# start of Supplied passage

So the key to how to approach twelve-tone music lies in the techniques that Schoenberg, Webern and Berg had already been using in their earlier atonal music. They had developed a method of using small pitch-class sets as sources for motives. This didn't change; the twelve-tone row and its permutations provided a constant background of the same pitch classes, but the different versions of the row provided common pitch-class orderings, intervals and subsets, which could then be used as motivic source material.
As I mentioned in my answer to one of your previous questions, an important part of Schoenberg's, Webern's and Berg's twelve-tone music was their choice of twelve-tone rows. They didn't choose these randomly, but studied their properties, and used rows whose different permutations had shared elements that they could derive motivic material from. Below are a few examples:
Schoenberg: String Quartet No.4 op.37 (1936)
X:1
L:1/1
M:
K:C
%%score V1 V2
V:V1 clef=treble name="P0"
V:V2 clef=treble name="I5"
% 1
[V:V1] d ^c A _B F _E E c _A G ^F B
[V:V2] "_0"G "_1"_A "_2"c "_3"B "_4"E "_5"^F "_6"F "_7"A "_8"^c "_9"d "_10"_e "_11"_B
In this series there are four groups of three adjacent notes that form a pitch set with prime form [0,1,5]:
X:1
L:1/1
M:
K:C
%%score V1
V:V1 clef=treble
% 1
[V:V1] "_0"d "_1"^c "_2"A | "_2"A "_3"_B "_4"F | "_7"c "_8"_A "_9"G | "_9"G "_10"^F "_11"B |
This not only means that there are several instances of adjacent intervals 1 and 4 or 1 and 5, but also that many permutations will share groups of three notes; e.g. the I5 series-form shares the note group G-Ab-C with the prime form P0.
This is used by Schoenberg e.g. to link the first phrase (based on P0) played by the first violin, to the next phrase (based on I5) which is played by the second violin. Both times the note group G-Ab-C is played in the same register, and the note B which follows (almost) immediately is given a long duration; this makes it sound like the second phrase picks up where the first one left off.
Webern: Concerto for Nine Instruments op.24 (1934)
X:1
L:1/1
M:
K:C
%%score V1
V:V1 clef=treble name="P0"

# end of Supplied passage
# start of Entries supplied

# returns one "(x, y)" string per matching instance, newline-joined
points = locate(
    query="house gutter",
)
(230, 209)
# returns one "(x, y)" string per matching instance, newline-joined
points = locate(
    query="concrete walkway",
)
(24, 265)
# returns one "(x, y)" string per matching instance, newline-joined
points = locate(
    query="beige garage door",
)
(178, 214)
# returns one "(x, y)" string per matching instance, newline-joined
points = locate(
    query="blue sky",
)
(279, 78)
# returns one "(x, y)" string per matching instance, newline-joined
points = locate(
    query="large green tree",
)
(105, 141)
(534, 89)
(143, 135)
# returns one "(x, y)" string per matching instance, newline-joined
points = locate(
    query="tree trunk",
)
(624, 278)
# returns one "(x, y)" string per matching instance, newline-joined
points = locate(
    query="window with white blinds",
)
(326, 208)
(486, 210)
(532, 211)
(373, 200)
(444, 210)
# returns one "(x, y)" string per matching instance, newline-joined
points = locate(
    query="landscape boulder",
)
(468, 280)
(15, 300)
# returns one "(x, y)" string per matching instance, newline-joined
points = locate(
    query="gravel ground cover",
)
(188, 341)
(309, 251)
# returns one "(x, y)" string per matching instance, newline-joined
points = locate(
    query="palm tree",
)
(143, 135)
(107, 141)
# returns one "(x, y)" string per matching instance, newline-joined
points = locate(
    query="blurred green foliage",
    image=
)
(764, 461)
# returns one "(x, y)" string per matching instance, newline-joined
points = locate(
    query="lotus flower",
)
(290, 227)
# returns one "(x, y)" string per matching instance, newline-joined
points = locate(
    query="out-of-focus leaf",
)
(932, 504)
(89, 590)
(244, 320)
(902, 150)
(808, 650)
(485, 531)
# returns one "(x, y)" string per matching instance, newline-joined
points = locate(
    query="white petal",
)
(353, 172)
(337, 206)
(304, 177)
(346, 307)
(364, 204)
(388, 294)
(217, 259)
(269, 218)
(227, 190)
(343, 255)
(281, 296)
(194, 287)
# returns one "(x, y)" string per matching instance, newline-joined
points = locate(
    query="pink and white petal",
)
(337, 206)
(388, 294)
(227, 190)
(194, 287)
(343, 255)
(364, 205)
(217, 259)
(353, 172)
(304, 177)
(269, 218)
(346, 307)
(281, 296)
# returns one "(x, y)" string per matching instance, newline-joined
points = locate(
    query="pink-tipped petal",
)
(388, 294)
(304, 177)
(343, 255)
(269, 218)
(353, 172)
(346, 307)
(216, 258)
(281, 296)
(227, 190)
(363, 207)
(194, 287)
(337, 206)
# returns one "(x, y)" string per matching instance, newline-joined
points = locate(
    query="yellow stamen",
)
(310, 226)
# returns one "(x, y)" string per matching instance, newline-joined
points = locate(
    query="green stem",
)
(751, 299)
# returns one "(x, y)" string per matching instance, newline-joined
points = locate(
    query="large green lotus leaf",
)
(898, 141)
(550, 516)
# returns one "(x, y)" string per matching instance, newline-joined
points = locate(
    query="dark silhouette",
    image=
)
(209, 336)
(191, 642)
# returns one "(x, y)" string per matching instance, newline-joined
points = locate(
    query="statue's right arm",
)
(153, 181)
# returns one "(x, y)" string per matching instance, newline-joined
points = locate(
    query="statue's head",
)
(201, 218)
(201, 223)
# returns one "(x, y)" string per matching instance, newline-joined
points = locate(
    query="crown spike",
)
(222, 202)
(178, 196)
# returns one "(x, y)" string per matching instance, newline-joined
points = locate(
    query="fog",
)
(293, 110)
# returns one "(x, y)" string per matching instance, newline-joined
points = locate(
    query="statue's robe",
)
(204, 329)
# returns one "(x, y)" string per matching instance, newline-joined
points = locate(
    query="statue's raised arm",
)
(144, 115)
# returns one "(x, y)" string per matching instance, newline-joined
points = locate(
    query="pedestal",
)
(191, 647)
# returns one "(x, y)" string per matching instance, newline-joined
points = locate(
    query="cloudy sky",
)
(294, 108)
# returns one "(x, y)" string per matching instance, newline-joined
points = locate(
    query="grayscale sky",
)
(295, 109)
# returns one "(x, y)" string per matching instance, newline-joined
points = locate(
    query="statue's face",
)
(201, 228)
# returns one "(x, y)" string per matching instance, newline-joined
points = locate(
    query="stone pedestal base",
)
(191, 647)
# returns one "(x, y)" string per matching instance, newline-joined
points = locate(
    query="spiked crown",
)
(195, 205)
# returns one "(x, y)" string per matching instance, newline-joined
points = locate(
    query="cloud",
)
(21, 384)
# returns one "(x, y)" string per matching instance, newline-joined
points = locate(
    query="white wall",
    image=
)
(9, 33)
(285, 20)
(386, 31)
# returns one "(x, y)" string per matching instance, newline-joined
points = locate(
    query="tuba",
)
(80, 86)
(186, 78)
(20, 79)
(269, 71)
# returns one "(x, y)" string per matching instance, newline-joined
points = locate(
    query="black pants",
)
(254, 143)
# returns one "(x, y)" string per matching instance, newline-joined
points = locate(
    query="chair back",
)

# end of Entries supplied

** Written exercise 1 **
Can you reproduce the passage on twelve-tone rows between "So the key to" and "motivic source material.", inclusive?
** Written exercise 2 **
Which composers does the passage on twelve-tone rows name?
** Written exercise 3 **
Can you write the next part of the passage on twelve-tone rows, picking up after its final line?
The data after the passage on twelve-tone rows is separate material.

** Written answer 1 **
So the key to how to approach twelve-tone music lies in the techniques that Schoenberg, Webern and Berg had already been using in their earlier atonal music. They had developed a method of using small pitch-class sets as sources for motives. This didn't change; the twelve-tone row and its permutations provided a constant background of the same pitch classes, but the different versions of the row provided common pitch-class orderings, intervals and subsets, which could then be used as motivic source material.

** Written answer 2 **
Schoenberg, Webern, Berg

** Written answer 3 **
% 1
[V:V1] "p0""_0"B "_1"_B "_2"d | "ri7""_3"_E "_4"G "_5"^F | "r6""_6"^G "_7"E "_8"F | "i1""_9"c "_10"^c "_11"A |
The series for this work, as often with Webern, is derived by taking a 3-note series, and then adding inversions or retrogrades of it to make up a full twelve-tone row. As a result of this, many series-forms contain the same groups of three notes (in order or reversed):
X:1
L:1/1
M:
K:C
%%score V1 V2 V3 V4
V:V1 clef=treble name="P0"
V:V2 clef=treble name="P6"
V:V3 clef=treble name="I1"
V:V4 clef=treble name="I7"
% 1
[V:V1] "p0"B _B d | "ri7"_E G ^F | "r6"^G E F | "i1"c ^c A |
[V:V2] "r6 (rev)"F E ^G | "i1 (rev)"A ^c c | "p0 (rev)"d _B B | "ri7 (rev)"^F G _E |
[V:V3] "i1"c ^c A | "r6"^G E F | "ri7"_E G ^F | "p0"B _B d |
[V:V4] "ri7 (rev)"^F G _E | "p0 (rev)"d _B B | "i1 (rev)"A ^c c | "r6 (rev)"F E ^G |
So even though the work uses many permutations of the complete twelve-tone row, the material is extremely limited, and the same intervals and note groups occur many times in different guises.
Berg: Violin Concerto (1935)
X:1
L:1/1
M:
K:C
%%score V1
V:V1 clef=treble name="P0"
% 1
[V:V1] "_0"G "_1"_B "_2"d "_3"^F "_4"A "_5"c "_6"E "_7"^G "_8"B "_9"^c "_10"_E "_11"F
This series contains four triads, their tonic a fifth apart like the open strings of a violin, and they appear as triads at several points in the work.
X:1
L:1/1
M:
K:C
%%score V1
V:V1 clef=treble
% 1
[V:V1] "Gm""_0"G "_1"_B "_2"d | "D""_2"d "_3"^F "_4"A | "Am""_4"A "_5"c "_6"E | "E""_6"E "_7"^G "_8"B |
Berg was not averse to tonal elements in his music, unlike Schoenberg and Webern, and especially the Violin Concerto often blurs the line between tonal and atonal, and even contains a Bach chorale as a literal quote.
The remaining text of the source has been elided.